[Items from a data source]
— BEGIN —
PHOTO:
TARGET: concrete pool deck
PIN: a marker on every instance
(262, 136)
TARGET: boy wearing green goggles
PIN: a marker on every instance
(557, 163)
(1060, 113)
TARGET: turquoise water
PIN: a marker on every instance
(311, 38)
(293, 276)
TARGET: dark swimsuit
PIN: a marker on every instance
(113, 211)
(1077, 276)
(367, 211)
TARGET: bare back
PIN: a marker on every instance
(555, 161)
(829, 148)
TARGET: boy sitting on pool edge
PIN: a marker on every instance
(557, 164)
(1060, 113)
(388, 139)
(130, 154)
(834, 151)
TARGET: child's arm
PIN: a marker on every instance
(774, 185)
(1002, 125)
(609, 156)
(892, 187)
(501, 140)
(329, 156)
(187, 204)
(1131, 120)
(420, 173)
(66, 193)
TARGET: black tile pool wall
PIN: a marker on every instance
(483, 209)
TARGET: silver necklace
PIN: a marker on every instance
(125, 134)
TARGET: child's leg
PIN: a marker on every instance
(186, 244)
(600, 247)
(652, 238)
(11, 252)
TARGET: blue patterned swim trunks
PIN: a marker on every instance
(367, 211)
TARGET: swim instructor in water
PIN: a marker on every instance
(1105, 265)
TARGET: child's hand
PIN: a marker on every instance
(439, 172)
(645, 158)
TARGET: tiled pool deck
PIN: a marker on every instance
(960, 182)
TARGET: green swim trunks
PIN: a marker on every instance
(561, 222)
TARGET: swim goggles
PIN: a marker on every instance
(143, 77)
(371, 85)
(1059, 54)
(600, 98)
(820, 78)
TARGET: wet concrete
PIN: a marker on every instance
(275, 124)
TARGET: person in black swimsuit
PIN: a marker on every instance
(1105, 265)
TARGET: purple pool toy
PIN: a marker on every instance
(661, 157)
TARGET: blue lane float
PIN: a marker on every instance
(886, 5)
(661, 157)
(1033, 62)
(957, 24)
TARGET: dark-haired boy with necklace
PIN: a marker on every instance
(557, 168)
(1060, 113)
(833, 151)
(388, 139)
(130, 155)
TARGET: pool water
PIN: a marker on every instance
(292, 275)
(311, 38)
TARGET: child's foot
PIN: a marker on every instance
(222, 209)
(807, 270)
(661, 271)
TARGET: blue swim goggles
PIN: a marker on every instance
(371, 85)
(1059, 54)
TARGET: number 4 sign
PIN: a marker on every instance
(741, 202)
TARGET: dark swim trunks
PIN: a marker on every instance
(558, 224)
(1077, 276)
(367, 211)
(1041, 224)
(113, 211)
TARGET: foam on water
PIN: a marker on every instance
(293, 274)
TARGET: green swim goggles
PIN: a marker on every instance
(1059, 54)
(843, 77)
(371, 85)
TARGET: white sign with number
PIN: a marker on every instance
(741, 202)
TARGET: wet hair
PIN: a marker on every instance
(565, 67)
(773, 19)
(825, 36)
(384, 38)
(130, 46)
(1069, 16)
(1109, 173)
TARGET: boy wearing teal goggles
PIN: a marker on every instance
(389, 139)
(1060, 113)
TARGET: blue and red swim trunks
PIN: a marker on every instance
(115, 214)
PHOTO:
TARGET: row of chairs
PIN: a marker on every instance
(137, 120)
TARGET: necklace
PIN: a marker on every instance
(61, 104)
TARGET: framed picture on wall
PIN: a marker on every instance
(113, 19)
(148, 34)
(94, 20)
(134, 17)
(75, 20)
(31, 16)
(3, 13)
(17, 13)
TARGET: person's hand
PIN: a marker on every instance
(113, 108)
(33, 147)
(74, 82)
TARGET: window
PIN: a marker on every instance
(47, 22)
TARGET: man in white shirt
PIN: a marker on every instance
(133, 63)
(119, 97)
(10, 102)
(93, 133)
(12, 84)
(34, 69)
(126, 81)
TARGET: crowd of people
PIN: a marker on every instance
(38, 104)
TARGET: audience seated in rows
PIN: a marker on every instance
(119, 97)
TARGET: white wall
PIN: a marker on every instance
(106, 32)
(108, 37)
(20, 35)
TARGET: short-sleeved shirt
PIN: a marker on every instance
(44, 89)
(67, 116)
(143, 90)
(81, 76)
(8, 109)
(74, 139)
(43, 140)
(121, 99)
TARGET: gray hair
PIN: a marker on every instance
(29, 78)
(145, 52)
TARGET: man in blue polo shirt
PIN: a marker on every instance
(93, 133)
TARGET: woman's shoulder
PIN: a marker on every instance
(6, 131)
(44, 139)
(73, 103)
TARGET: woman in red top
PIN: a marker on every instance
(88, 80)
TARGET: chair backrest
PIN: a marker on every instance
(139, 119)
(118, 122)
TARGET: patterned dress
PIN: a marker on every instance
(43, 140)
— END —
Express every line of the records above as a JSON list of strings, one string per line, leaving out blank lines.

## Written answer
[
  "PHOTO:",
  "TARGET: concrete pool deck",
  "PIN: a marker on every instance",
  "(262, 136)",
  "TARGET: boy wearing green goggles",
  "PIN: a marker on every instance",
  "(557, 163)",
  "(1060, 113)",
  "TARGET: turquoise water",
  "PIN: a marker on every instance",
  "(311, 38)",
  "(293, 276)",
  "TARGET: dark swimsuit",
  "PIN: a marker on every instance",
  "(113, 211)",
  "(1077, 276)",
  "(367, 211)",
  "TARGET: bare back",
  "PIN: a marker on every instance",
  "(555, 161)",
  "(829, 148)",
  "TARGET: boy sitting on pool edge",
  "PIN: a marker on every instance",
  "(557, 164)",
  "(1060, 113)",
  "(388, 139)",
  "(130, 154)",
  "(834, 151)",
  "TARGET: child's arm",
  "PIN: a marker on every instance",
  "(774, 185)",
  "(1002, 125)",
  "(609, 156)",
  "(892, 187)",
  "(501, 140)",
  "(329, 156)",
  "(187, 204)",
  "(1131, 120)",
  "(420, 173)",
  "(66, 193)",
  "TARGET: black tile pool wall",
  "PIN: a marker on every instance",
  "(483, 209)",
  "TARGET: silver necklace",
  "PIN: a marker on every instance",
  "(125, 134)",
  "TARGET: child's leg",
  "PIN: a marker on every instance",
  "(186, 244)",
  "(600, 247)",
  "(652, 238)",
  "(11, 252)",
  "TARGET: blue patterned swim trunks",
  "PIN: a marker on every instance",
  "(367, 211)",
  "TARGET: swim instructor in water",
  "PIN: a marker on every instance",
  "(1105, 265)",
  "TARGET: child's hand",
  "PIN: a marker on every instance",
  "(439, 172)",
  "(645, 158)",
  "TARGET: tiled pool deck",
  "PIN: a marker on every instance",
  "(960, 182)",
  "TARGET: green swim trunks",
  "PIN: a marker on every instance",
  "(561, 222)",
  "TARGET: swim goggles",
  "PIN: a marker on every instance",
  "(143, 77)",
  "(371, 85)",
  "(1059, 54)",
  "(600, 98)",
  "(820, 78)",
  "TARGET: wet concrete",
  "PIN: a marker on every instance",
  "(275, 124)",
  "TARGET: person in black swimsuit",
  "PIN: a marker on every instance",
  "(1105, 265)",
  "TARGET: purple pool toy",
  "PIN: a marker on every instance",
  "(661, 157)",
  "TARGET: blue lane float",
  "PIN: a marker on every instance",
  "(886, 5)",
  "(661, 157)",
  "(1033, 62)",
  "(957, 24)",
  "TARGET: dark-haired boy with necklace",
  "PIN: a marker on every instance",
  "(557, 168)",
  "(1060, 113)",
  "(833, 151)",
  "(388, 139)",
  "(130, 155)",
  "TARGET: pool water",
  "PIN: a marker on every instance",
  "(292, 275)",
  "(311, 38)",
  "TARGET: child's foot",
  "PIN: a marker on every instance",
  "(222, 209)",
  "(807, 270)",
  "(661, 271)",
  "TARGET: blue swim goggles",
  "PIN: a marker on every instance",
  "(371, 85)",
  "(1059, 54)",
  "TARGET: number 4 sign",
  "PIN: a marker on every instance",
  "(741, 202)",
  "TARGET: dark swim trunks",
  "PIN: a marker on every instance",
  "(558, 224)",
  "(1077, 276)",
  "(367, 211)",
  "(1041, 224)",
  "(113, 211)",
  "TARGET: foam on water",
  "PIN: a marker on every instance",
  "(293, 274)",
  "TARGET: green swim goggles",
  "PIN: a marker on every instance",
  "(1059, 54)",
  "(843, 77)",
  "(371, 85)",
  "TARGET: white sign with number",
  "PIN: a marker on every instance",
  "(741, 202)",
  "TARGET: wet hair",
  "PIN: a marker on every instance",
  "(565, 67)",
  "(773, 19)",
  "(825, 36)",
  "(384, 38)",
  "(130, 46)",
  "(1069, 16)",
  "(1109, 173)",
  "TARGET: boy wearing teal goggles",
  "PIN: a marker on every instance",
  "(389, 139)",
  "(1060, 113)",
  "TARGET: blue and red swim trunks",
  "PIN: a marker on every instance",
  "(115, 214)",
  "PHOTO:",
  "TARGET: row of chairs",
  "PIN: a marker on every instance",
  "(137, 120)",
  "TARGET: necklace",
  "PIN: a marker on every instance",
  "(61, 104)",
  "TARGET: framed picture on wall",
  "PIN: a marker on every instance",
  "(113, 19)",
  "(148, 34)",
  "(94, 20)",
  "(134, 17)",
  "(75, 20)",
  "(31, 16)",
  "(3, 13)",
  "(17, 13)",
  "TARGET: person's hand",
  "PIN: a marker on every instance",
  "(113, 108)",
  "(33, 147)",
  "(74, 82)",
  "TARGET: window",
  "PIN: a marker on every instance",
  "(47, 22)",
  "TARGET: man in white shirt",
  "PIN: a marker on every instance",
  "(133, 63)",
  "(119, 97)",
  "(10, 102)",
  "(93, 133)",
  "(12, 84)",
  "(34, 69)",
  "(126, 81)",
  "TARGET: crowd of people",
  "PIN: a marker on every instance",
  "(38, 104)",
  "TARGET: audience seated in rows",
  "PIN: a marker on every instance",
  "(119, 97)",
  "TARGET: white wall",
  "PIN: a marker on every instance",
  "(106, 32)",
  "(108, 37)",
  "(20, 35)",
  "TARGET: short-sleeved shirt",
  "PIN: a marker on every instance",
  "(44, 89)",
  "(67, 116)",
  "(143, 90)",
  "(81, 76)",
  "(8, 109)",
  "(74, 139)",
  "(43, 140)",
  "(121, 99)",
  "TARGET: gray hair",
  "PIN: a marker on every instance",
  "(29, 78)",
  "(145, 52)",
  "TARGET: man in blue polo shirt",
  "PIN: a marker on every instance",
  "(93, 133)",
  "TARGET: woman's shoulder",
  "PIN: a marker on every instance",
  "(6, 131)",
  "(44, 139)",
  "(73, 103)",
  "TARGET: woman in red top",
  "PIN: a marker on every instance",
  "(88, 80)",
  "TARGET: chair backrest",
  "PIN: a marker on every instance",
  "(139, 119)",
  "(118, 122)",
  "TARGET: patterned dress",
  "PIN: a marker on every instance",
  "(43, 140)"
]